I'm a begginer with PyTorch and I'm attempting to implement student-teacher architecture by initializing two networks with different hidden sizes from the same class. It seems the first network initialization influences the second one, more specifically I get different losses on the student network when initializing the teacher network first, even though I’m training the student network independently of the teacher.
My NN class uses a Linear layer followed by a BatchNorm1d layer and I'm initializing the BatchNorm weights using nn.init.uniform_
. So I’m guessing this is what causes the first initialization to influence the second, either the BatchNorm layer or Linear layer is keeping some running statistics from the first initialization.
I've tried resetting the running stats on the BatchNorm using reset_running_stats()
but that didn't change anything. Any ideas on how to solve this? Thanks.

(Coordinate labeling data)
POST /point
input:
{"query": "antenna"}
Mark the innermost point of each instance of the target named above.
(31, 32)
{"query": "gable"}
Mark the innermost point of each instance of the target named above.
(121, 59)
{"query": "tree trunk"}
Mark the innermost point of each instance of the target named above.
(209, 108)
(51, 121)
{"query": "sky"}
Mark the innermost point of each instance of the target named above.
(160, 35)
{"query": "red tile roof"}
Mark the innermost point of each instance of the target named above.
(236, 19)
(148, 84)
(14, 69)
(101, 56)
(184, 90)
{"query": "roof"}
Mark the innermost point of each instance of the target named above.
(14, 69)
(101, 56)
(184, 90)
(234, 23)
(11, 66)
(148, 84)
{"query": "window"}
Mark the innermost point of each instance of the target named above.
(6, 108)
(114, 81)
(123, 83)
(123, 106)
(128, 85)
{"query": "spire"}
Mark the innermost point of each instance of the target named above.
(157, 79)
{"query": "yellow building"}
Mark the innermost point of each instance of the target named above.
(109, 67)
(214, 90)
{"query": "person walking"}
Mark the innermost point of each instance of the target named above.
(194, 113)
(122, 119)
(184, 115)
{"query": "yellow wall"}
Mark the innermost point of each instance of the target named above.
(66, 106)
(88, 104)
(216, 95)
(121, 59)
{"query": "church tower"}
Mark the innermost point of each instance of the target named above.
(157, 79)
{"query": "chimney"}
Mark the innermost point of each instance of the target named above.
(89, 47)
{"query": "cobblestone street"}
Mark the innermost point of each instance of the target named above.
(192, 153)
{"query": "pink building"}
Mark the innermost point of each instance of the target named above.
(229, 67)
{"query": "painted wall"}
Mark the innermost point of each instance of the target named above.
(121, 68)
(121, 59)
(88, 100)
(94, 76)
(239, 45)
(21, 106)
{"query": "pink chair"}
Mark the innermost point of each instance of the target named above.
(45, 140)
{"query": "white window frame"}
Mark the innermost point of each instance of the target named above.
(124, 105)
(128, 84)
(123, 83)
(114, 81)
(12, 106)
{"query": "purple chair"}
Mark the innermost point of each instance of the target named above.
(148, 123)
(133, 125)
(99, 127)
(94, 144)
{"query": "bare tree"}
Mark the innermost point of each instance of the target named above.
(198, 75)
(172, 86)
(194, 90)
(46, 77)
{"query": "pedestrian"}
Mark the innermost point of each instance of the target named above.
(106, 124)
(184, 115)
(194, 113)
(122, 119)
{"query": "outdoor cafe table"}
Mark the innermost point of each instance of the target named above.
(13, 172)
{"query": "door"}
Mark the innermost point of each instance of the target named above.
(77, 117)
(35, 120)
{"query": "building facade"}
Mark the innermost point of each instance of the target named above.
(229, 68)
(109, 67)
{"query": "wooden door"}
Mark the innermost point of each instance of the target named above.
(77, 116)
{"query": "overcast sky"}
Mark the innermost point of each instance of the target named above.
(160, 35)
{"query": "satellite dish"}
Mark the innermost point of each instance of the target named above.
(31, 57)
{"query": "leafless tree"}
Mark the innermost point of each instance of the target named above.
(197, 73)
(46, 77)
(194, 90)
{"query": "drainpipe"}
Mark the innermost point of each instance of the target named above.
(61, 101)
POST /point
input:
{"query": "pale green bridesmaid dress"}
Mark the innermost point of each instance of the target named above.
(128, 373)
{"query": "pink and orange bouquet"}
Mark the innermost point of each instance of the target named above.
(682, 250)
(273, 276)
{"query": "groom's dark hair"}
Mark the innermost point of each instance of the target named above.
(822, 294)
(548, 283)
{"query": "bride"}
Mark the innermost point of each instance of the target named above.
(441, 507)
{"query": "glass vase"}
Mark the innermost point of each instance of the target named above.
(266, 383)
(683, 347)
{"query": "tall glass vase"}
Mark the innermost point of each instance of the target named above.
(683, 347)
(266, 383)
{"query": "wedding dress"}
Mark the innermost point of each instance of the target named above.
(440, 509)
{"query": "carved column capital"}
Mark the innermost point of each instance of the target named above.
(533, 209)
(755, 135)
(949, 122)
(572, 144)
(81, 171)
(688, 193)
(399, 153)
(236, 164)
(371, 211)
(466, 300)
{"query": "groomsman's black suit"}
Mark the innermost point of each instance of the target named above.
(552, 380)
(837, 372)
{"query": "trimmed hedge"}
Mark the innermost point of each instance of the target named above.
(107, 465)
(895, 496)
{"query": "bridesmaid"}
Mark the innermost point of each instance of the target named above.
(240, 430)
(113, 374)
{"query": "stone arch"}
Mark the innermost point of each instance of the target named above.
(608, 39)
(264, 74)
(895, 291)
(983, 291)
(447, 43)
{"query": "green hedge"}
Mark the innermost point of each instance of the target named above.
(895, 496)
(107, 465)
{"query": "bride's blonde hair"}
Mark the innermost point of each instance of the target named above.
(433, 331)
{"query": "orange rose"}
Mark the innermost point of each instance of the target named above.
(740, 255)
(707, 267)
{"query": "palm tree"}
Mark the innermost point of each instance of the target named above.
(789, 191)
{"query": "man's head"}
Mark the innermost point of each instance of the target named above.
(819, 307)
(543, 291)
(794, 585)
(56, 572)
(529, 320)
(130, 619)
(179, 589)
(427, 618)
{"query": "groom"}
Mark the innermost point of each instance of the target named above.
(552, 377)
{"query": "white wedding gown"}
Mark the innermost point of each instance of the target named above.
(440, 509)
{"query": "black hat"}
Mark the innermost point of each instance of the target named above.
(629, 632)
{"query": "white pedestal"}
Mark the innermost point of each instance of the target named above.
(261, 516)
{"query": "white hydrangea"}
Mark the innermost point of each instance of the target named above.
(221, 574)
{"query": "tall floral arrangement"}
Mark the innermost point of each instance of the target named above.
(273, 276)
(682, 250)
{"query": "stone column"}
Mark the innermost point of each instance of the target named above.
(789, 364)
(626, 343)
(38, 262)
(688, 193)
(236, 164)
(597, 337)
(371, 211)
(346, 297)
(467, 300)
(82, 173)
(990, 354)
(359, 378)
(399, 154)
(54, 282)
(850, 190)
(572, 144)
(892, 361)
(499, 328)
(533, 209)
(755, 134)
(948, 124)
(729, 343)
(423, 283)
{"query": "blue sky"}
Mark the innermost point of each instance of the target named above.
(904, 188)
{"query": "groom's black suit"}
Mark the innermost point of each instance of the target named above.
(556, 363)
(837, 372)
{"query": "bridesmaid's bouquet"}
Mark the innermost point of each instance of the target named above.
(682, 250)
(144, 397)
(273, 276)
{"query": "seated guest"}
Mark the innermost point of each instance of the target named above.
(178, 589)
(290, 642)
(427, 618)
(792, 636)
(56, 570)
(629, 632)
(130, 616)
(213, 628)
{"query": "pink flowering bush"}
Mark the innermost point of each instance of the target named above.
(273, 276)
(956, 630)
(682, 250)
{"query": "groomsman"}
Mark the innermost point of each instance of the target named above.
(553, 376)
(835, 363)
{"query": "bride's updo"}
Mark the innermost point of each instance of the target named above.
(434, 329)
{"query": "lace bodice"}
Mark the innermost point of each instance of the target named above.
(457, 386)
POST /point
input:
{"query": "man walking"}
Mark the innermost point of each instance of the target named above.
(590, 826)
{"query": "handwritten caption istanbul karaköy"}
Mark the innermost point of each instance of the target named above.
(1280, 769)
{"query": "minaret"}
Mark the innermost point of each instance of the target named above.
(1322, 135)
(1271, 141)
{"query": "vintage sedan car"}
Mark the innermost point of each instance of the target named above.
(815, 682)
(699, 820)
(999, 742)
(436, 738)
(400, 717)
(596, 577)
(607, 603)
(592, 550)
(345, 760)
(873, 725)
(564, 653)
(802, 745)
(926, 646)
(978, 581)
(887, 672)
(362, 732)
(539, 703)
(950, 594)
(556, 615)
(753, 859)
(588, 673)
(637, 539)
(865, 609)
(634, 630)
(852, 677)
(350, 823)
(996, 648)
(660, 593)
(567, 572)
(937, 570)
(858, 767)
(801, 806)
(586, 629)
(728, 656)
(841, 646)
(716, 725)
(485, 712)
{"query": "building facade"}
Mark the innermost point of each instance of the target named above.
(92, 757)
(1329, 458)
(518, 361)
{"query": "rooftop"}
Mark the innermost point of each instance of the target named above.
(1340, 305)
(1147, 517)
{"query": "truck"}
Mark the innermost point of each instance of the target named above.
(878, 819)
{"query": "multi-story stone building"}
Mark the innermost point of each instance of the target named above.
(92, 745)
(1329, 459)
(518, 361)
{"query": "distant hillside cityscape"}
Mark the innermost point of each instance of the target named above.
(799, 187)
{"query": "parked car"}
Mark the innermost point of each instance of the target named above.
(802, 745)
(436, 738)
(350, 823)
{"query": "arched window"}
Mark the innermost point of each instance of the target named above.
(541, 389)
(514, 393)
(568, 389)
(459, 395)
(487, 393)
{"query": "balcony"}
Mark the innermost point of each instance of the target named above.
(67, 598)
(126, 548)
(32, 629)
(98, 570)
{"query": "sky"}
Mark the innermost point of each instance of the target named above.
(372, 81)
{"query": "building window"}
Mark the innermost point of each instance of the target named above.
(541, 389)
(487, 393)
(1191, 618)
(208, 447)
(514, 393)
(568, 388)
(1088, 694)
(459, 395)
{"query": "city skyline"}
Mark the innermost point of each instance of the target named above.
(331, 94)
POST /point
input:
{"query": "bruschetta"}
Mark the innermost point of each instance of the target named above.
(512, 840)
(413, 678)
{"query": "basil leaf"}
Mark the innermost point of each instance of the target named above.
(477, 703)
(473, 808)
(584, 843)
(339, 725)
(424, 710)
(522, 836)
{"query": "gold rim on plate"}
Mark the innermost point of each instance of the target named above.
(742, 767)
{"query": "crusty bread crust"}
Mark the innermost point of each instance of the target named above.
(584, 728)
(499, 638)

Exercise tasks:
1. Say whether each statement agrees with the PyTorch forum post, answering yes or no and quoting the words of the post that decide it. (a) The student network is trained independently of the teacher. (b) The BatchNorm weights are initialized with nn.init.normal_. (c) Calling reset_running_stats() solved the problem.
2. In the PyTorch forum post, what layer follows the Linear layer in the network class?
3. Continue the PyTorch forum post from where it stops.
The listing above comes from a separate source.

Per-task answers:
1.
(a) Yes: "even though I’m training the student network independently of the teacher"
(b) No: "I'm initializing the BatchNorm weights using nn.init.uniform_"
(c) No: "but that didn't change anything"

2. A BatchNorm1d layer.

3.
Guaranteeing reproducible results when using neural networks is quite hard by the sheer amount of randomness involved. However, one way to limit the sources of randomness is by setting seeds.
This can be done in pytorch with:
import torch
torch.manual_seed(seed) # seed is any number of your choice
You were probably getting different results depending on the order of initialization because both networks were somehow using the same random number generator.
When dealing with multiple networks, try to set the seed right before instantiating the models to make them both receive the same numbers from the RNG. Something like:
torch.manual_seed(seed)
student = StudentNetwork()
torch.manual_seed(seed) # same seed as previous call
teacher = TeacherNetwork()